### TASKS TO COMPLETE
a – Print the part of the Shanghai Disney article between "Plans for the" and "into high gear.", inclusive, reproducing it word for word.
b – Decide whether each statement below agrees with the Shanghai Disney article, answering yes or no and quoting the words of the article that settle it: (i) Mr Iger traveled to Shanghai by corporate jet in February 2008. (ii) Disney held firm on its demand for a television channel. (iii) More than 330 million people live within a three-hour drive or train ride of the park.
c – Answer these questions from the Shanghai Disney article:
(i) Whom did Mr Iger go to Shanghai to meet?
(ii) On what day did the Shanghai park open?
(iii) What is the shopping arcade at the resort called?

### QUOTED TEXT
◆ ◆ ◆ ◆ ◆

How China got Disney to share keys to Magic Kingdom

Plans for the $7.4-billion park were stalled until Disney scaled back its demands

A man visiting Shanghai Disney Resort during a Grand Opening event in Shanghai.
A man visiting Shanghai Disney Resort during a Grand Opening event in Shanghai. PHOTO: REUTERS

SHANGHAI • Disney had pushed China too hard, putting the company's plans for a new theme park here in limbo. Now, Disney's chief executive, Mr Robert A. Iger, wanted to kick the years-long negotiations into high gear.

He took a corporate jet to Shanghai in February 2008 to meet the city's new Communist Party boss, Mr Yu Zhengsheng.

Over dinner at a state guesthouse, Mr Iger offered a more conciliatory approach, setting the tone for the next phase of talks.

After that, Disney substantially dialled back its demands. In addition to handing over a large piece of the profit, the company would give the government a role in running the park. Disney was also prepared to drop its long-standing insistence on a television channel.

For Disney, such moves were once unthinkable. Giving up on the Disney Channel meant abandoning the company's proven brand- building strategy. "We're kidding ourselves if we think we're going to get everything we want," Mr Iger recalled saying at the time.

His trip and the new attitude in the talks that followed appeased Chinese officials. Before long, they had struck a landmark deal to build the US$5.5-billion (S$7.4-billion) Shanghai Disney Resort, opening China to a singularly American brand and setting the pace for multinational companies to do business in the country.

The Shanghai park, which opened on Thursday, has become mission critical for Disney as it faces business pressures in other areas such as cable.

It is designed to be a machine in China for the Disney brand, with a manicured Magic Kingdom-style park, ToyStory-themed hotel and Mickey Avenue shopping arcade. More than 330 million people live within a three-hour drive or train ride, and Disney is bent on turning them into lifelong consumers.

But Disney is sharing the keys to the Magic Kingdom with the Communist Party. While that partnership has made it easier to get things done in China, it has also given the government influence over everything from the price of admission to the types of rides at the park.

◆ ◆ ◆ ◆ ◆

### PROVIDED DATA

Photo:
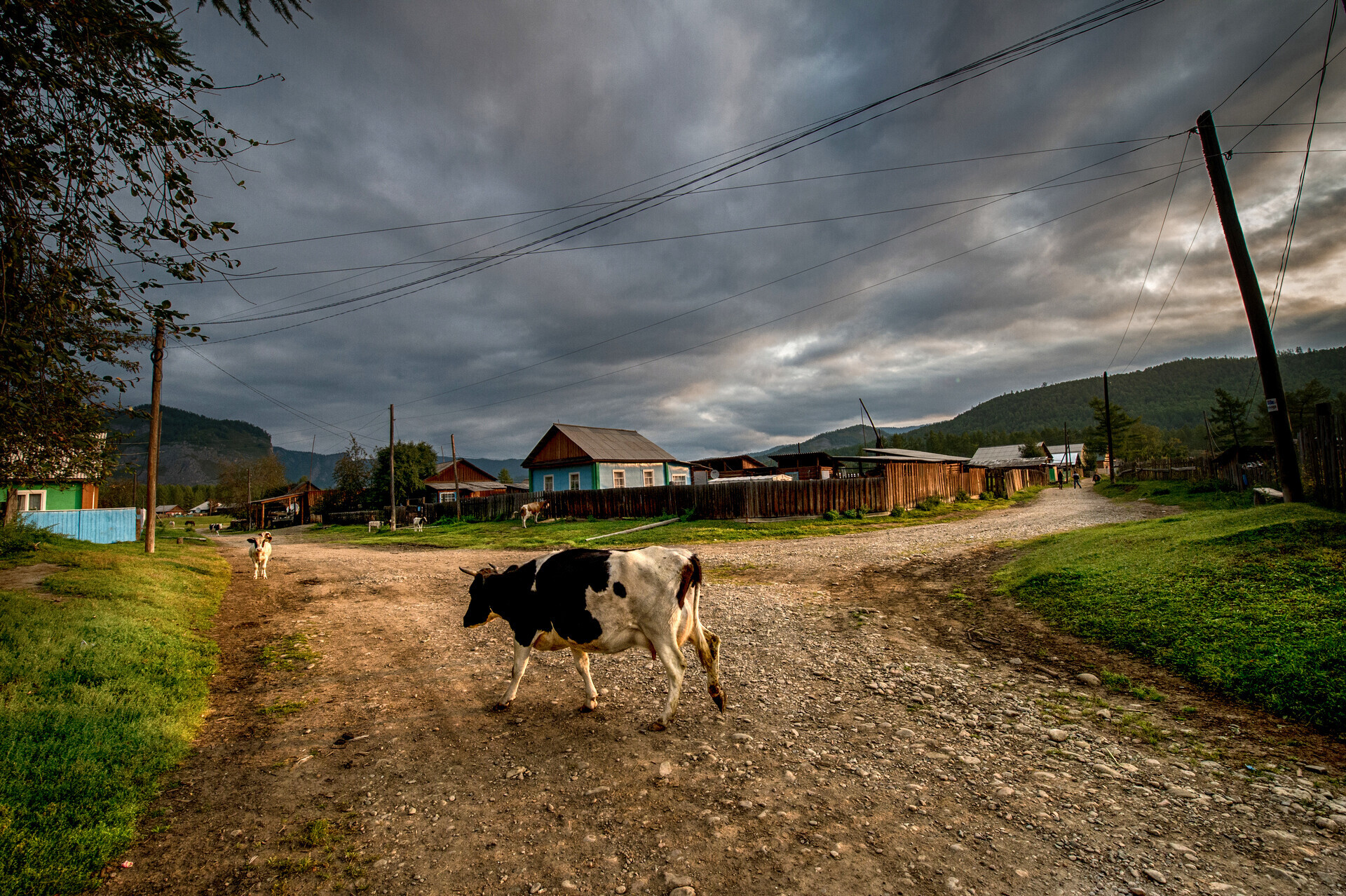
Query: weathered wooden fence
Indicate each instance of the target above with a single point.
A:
(901, 486)
(1006, 481)
(1322, 458)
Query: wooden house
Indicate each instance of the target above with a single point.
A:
(731, 467)
(809, 464)
(575, 458)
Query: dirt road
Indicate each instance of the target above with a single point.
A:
(882, 738)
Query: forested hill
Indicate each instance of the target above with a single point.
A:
(1169, 396)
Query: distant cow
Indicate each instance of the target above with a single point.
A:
(260, 553)
(533, 510)
(602, 602)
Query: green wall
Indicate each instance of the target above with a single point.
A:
(60, 496)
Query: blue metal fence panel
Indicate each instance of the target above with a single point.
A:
(101, 527)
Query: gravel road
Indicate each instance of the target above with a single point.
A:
(882, 738)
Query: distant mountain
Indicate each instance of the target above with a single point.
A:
(1169, 396)
(835, 440)
(196, 446)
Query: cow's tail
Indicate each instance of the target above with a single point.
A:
(691, 579)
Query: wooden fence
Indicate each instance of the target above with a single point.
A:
(901, 486)
(1322, 459)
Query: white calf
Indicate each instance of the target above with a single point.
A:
(260, 553)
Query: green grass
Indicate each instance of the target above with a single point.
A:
(510, 536)
(100, 695)
(1246, 602)
(1189, 496)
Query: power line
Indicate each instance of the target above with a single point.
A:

◆ ◆ ◆ ◆ ◆

### RESPONSES
a –
Plans for the $7.4-billion park were stalled until Disney scaled back its demands

A man visiting Shanghai Disney Resort during a Grand Opening event in Shanghai.
A man visiting Shanghai Disney Resort during a Grand Opening event in Shanghai. PHOTO: REUTERS

SHANGHAI • Disney had pushed China too hard, putting the company's plans for a new theme park here in limbo. Now, Disney's chief executive, Mr Robert A. Iger, wanted to kick the years-long negotiations into high gear.

b –
(i) Yes: "He took a corporate jet to Shanghai in February 2008"
(ii) No: "Disney was also prepared to drop its long-standing insistence on a television channel."
(iii) Yes: "More than 330 million people live within a three-hour drive or train ride"

c –
(i) The city's new Communist Party boss, Mr Yu Zhengsheng.
(ii) Thursday.
(iii) Mickey Avenue.